* _Directions for this task_
Find the string "orange" in the entries and copy each line that has it.

* _Text-to-region grounding data_
--*--

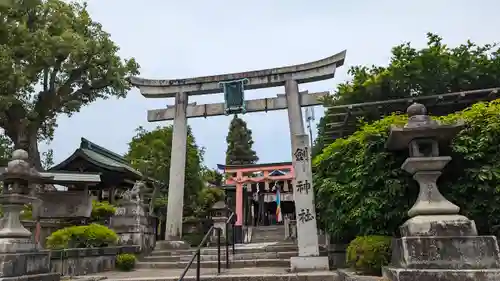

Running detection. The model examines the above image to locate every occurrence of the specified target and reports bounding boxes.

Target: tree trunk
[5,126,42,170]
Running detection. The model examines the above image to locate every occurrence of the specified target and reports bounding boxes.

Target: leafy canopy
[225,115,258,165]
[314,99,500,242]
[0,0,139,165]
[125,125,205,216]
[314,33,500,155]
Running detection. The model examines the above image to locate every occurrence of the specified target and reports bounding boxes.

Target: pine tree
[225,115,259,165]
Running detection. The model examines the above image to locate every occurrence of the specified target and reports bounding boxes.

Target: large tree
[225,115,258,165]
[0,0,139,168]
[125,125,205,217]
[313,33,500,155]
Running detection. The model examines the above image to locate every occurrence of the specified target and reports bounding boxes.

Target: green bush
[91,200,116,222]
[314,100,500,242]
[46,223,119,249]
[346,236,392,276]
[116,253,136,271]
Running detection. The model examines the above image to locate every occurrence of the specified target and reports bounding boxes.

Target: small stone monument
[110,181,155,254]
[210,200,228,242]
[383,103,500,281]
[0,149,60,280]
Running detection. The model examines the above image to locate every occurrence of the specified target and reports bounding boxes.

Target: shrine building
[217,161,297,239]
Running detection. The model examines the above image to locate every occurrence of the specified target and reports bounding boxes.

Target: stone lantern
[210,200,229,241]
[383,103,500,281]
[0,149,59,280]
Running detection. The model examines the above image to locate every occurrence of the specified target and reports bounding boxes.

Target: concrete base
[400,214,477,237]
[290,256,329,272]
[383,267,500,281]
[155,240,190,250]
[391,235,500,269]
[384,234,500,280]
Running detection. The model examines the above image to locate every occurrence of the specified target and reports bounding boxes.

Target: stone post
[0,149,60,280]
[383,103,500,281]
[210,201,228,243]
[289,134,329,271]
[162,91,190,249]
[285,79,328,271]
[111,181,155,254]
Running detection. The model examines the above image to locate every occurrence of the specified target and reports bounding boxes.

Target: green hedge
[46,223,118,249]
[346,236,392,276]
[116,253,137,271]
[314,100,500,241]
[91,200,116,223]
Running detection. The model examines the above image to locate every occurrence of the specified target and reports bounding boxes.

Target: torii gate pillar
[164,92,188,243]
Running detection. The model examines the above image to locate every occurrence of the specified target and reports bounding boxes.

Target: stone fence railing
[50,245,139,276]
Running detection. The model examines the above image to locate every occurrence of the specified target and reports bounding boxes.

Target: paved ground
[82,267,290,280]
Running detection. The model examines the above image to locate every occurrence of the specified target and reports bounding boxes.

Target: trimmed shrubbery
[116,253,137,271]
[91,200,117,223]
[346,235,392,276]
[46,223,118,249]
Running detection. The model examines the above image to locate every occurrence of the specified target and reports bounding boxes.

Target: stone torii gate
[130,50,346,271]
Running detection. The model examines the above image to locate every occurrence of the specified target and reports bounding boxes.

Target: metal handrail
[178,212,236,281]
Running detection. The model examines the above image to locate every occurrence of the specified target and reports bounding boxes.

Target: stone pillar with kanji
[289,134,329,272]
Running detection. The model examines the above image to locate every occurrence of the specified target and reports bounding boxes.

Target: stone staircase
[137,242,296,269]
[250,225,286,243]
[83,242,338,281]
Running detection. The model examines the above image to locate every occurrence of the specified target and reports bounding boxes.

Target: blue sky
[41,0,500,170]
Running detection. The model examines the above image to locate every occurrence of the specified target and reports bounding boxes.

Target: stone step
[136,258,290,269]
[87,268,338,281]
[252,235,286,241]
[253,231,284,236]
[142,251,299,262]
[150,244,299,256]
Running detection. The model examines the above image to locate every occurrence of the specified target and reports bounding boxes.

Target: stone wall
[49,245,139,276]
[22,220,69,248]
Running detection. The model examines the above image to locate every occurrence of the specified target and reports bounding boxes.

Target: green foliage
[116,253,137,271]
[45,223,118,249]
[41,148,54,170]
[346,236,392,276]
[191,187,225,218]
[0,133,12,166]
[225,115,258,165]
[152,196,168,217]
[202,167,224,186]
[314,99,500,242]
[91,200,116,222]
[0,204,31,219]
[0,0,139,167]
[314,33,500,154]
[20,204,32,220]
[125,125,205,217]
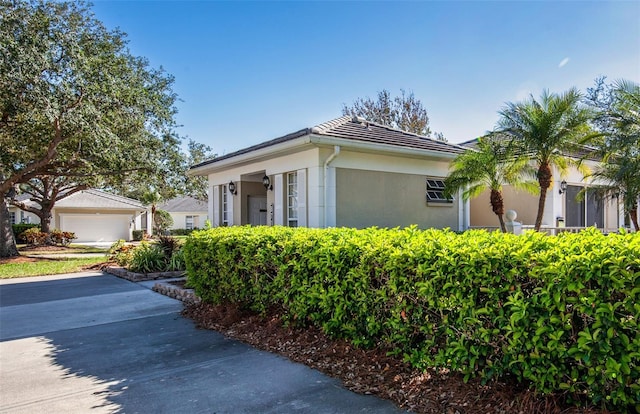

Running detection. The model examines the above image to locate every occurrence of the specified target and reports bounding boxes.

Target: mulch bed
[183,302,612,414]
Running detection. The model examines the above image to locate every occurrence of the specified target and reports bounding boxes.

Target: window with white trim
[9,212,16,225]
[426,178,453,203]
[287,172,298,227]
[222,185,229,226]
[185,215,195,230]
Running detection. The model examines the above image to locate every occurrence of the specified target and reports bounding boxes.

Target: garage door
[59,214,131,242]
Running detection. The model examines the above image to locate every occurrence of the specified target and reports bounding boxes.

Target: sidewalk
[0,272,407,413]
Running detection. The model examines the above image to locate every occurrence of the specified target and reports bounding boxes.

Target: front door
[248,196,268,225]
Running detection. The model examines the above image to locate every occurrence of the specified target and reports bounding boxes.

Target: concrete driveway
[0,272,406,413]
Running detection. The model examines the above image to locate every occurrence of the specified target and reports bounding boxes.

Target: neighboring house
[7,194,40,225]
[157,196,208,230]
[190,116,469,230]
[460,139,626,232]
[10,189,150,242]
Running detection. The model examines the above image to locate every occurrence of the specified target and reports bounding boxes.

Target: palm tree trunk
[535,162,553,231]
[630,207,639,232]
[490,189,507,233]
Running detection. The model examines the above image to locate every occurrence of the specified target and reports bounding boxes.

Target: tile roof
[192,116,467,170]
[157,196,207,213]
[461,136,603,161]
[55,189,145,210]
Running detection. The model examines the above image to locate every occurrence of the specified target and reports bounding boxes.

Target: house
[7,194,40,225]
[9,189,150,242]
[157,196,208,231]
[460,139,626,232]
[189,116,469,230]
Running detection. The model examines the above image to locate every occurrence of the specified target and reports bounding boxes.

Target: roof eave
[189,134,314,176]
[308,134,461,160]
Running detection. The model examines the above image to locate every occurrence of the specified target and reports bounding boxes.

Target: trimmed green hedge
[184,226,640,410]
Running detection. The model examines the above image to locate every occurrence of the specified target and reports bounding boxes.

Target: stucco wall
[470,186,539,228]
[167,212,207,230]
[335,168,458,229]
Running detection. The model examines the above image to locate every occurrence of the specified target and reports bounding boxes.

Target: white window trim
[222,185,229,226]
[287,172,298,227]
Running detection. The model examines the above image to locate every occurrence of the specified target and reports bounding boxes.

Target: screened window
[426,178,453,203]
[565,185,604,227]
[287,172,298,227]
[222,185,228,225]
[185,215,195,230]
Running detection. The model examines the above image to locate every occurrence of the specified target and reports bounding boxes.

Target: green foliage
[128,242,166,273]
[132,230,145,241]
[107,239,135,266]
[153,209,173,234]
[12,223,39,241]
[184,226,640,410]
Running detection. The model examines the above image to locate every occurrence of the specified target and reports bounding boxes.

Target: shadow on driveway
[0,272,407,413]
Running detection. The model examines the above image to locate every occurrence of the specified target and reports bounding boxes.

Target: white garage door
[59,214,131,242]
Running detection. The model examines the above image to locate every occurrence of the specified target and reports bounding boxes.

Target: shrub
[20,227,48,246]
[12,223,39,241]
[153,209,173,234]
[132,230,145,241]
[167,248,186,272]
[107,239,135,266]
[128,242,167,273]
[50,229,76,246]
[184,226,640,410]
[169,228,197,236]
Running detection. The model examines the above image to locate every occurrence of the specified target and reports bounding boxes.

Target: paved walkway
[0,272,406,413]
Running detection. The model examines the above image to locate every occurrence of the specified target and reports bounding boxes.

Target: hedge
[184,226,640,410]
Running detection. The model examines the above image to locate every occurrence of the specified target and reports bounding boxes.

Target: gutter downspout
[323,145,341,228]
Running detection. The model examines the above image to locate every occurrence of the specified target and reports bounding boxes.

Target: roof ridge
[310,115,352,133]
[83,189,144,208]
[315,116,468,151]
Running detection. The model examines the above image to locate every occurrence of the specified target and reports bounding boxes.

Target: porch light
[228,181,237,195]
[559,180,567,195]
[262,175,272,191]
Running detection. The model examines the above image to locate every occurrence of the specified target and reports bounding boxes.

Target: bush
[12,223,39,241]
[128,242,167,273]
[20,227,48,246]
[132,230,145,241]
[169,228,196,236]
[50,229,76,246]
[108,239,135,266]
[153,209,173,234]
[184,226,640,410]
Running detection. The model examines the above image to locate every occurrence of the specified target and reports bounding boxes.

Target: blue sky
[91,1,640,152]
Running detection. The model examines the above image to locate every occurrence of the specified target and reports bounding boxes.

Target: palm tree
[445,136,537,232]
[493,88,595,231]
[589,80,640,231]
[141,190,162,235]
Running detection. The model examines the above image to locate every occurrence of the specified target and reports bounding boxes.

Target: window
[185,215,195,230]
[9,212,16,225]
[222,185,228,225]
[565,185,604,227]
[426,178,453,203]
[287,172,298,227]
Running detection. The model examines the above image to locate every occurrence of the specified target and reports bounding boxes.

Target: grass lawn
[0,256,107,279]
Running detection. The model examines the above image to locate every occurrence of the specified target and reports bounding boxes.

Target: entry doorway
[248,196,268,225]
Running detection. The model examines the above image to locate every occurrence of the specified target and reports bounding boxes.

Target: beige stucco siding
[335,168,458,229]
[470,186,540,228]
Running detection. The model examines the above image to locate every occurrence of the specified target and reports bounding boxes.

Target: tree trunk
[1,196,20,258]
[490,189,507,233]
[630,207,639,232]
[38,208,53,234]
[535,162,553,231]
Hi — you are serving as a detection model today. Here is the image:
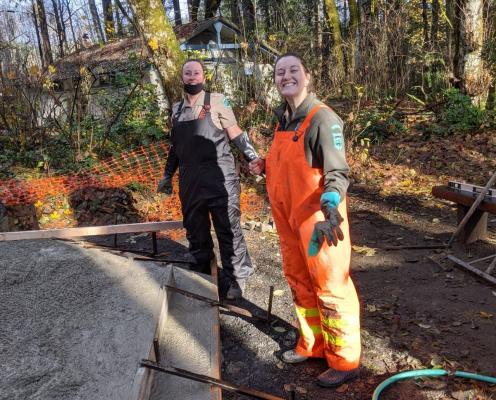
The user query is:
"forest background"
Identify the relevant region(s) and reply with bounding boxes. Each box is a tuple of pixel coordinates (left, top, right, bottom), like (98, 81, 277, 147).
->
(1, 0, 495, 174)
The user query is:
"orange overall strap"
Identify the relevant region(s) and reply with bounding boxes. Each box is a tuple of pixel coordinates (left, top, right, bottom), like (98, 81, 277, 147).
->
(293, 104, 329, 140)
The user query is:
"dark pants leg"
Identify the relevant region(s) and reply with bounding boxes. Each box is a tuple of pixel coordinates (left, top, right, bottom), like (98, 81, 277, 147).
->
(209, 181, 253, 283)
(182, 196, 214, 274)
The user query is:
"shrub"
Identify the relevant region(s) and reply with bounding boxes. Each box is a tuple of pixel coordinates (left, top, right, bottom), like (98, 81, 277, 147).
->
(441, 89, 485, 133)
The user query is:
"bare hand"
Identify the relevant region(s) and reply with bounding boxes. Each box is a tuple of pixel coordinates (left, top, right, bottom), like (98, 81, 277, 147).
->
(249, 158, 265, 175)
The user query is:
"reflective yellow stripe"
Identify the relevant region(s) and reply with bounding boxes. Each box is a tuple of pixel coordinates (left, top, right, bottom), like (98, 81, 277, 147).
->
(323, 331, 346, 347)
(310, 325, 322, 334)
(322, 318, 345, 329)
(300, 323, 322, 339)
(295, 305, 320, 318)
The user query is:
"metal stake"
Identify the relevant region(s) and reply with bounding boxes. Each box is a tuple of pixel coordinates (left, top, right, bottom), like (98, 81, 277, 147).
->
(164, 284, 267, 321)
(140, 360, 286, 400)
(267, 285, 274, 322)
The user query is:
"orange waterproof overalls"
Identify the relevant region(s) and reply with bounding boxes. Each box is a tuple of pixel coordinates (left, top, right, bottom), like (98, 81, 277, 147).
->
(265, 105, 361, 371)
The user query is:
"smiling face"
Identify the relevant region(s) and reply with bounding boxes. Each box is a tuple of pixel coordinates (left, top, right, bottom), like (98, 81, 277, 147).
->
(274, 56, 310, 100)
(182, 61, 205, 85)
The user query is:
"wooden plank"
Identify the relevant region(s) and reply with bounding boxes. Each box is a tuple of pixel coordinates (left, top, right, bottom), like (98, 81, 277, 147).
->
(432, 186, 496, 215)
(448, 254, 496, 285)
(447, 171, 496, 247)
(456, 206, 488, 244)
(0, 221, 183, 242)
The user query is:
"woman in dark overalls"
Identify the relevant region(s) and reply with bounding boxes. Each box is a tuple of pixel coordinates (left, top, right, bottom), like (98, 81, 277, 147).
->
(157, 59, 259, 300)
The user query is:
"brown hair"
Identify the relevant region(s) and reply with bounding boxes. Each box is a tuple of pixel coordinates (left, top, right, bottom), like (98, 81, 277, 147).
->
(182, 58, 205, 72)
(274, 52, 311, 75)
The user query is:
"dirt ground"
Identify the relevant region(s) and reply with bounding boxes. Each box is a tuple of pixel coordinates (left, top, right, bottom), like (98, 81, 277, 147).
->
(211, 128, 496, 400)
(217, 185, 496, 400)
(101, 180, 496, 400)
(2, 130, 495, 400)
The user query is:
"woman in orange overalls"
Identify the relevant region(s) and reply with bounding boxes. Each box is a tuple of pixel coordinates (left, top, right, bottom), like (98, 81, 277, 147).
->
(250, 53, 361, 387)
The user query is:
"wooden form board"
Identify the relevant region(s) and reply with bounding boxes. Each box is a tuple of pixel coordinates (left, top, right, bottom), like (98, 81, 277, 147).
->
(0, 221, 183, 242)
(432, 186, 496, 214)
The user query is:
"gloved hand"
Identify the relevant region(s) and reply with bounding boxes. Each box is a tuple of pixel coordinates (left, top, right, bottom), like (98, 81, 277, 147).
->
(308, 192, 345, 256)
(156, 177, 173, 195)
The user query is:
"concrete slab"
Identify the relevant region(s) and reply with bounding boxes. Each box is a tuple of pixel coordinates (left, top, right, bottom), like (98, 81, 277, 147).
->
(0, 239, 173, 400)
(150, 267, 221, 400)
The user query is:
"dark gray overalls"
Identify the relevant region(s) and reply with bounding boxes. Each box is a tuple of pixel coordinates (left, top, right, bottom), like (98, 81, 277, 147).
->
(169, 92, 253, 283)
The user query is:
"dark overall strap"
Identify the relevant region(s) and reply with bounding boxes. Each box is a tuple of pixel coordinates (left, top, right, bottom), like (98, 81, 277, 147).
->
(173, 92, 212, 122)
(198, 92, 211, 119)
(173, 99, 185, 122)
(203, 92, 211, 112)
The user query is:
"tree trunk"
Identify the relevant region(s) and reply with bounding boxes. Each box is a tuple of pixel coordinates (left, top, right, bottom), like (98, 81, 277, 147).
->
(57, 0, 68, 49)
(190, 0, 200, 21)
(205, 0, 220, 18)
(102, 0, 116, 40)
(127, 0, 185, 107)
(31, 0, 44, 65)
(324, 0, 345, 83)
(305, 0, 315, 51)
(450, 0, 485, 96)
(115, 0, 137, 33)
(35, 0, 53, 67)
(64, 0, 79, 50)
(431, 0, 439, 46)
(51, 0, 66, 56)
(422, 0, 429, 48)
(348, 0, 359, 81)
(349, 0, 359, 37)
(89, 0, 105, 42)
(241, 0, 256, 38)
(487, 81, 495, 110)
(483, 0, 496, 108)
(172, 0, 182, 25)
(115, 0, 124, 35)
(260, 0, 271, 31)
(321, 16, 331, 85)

--*--

* _Reply_
"orange overall strap"
"orange waterproof overalls"
"woman in orange overalls"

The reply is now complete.